# ASSIGNMENT
From the material below, copy every line in which the word "Target" occurs.

☆ ☆ ☆ ☆ ☆

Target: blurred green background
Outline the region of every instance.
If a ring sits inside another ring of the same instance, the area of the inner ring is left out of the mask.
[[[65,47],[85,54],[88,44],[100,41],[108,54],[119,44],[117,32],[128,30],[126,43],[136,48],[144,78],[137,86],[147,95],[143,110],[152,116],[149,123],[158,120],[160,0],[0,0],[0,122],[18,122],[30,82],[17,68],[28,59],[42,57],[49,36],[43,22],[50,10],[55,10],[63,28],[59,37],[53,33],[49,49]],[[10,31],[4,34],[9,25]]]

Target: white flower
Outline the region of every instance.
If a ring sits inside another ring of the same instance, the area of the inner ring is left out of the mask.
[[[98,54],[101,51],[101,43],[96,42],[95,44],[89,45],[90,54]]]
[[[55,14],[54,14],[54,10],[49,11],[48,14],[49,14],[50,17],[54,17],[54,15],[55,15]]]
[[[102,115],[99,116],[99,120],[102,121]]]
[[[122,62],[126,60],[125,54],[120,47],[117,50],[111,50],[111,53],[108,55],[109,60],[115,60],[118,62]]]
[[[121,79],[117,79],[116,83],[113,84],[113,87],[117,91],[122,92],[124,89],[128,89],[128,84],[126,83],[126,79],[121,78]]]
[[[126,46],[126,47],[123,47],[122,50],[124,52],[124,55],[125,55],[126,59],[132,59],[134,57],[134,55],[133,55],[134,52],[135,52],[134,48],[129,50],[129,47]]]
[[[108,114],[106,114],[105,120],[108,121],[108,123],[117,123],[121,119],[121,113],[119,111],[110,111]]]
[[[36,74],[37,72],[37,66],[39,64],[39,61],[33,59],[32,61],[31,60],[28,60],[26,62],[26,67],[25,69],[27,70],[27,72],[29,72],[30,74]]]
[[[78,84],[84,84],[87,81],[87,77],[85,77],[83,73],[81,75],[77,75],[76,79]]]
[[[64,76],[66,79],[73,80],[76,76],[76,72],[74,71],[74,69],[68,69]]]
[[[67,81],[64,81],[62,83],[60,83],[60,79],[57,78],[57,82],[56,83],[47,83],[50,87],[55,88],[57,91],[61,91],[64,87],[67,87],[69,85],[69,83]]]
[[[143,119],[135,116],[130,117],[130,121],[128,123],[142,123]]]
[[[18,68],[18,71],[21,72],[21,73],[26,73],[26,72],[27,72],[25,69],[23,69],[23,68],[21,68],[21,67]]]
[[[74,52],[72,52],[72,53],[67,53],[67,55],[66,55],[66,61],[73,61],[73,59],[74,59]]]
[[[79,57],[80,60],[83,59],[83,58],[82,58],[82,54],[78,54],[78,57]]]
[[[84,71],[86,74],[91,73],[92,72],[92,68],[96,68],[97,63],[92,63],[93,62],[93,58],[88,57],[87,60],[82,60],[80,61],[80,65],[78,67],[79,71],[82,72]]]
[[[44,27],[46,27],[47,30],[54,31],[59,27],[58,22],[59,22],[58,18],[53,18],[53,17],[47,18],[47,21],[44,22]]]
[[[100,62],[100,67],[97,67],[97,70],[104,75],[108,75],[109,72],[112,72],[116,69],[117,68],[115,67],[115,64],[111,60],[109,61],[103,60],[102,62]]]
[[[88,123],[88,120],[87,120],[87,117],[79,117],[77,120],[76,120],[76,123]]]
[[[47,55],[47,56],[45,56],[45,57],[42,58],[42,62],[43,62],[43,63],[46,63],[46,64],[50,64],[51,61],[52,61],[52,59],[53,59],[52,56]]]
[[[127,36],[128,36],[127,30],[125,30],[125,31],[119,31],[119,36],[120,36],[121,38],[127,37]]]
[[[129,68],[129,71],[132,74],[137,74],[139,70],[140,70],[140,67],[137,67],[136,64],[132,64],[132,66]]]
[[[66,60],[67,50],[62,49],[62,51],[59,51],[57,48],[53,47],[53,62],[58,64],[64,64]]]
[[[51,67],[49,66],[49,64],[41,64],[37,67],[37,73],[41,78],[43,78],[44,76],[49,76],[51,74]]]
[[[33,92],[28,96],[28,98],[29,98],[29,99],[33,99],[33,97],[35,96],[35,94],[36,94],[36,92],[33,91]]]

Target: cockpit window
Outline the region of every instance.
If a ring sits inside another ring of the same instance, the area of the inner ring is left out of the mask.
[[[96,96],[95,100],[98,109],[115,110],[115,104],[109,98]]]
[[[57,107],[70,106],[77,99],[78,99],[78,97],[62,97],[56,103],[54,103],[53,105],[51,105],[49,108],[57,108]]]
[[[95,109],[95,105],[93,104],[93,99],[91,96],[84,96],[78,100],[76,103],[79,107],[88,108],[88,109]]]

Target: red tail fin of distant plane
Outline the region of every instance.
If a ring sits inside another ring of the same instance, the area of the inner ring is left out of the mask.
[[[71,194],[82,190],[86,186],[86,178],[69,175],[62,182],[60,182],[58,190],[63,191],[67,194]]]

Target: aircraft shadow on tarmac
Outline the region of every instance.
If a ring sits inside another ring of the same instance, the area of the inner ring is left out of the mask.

☆ ☆ ☆ ☆ ☆

# SOLUTION FOR THIS PROBLEM
Target: blurred green background
Target: white flower
Target: cockpit window
Target: red tail fin of distant plane
Target: aircraft shadow on tarmac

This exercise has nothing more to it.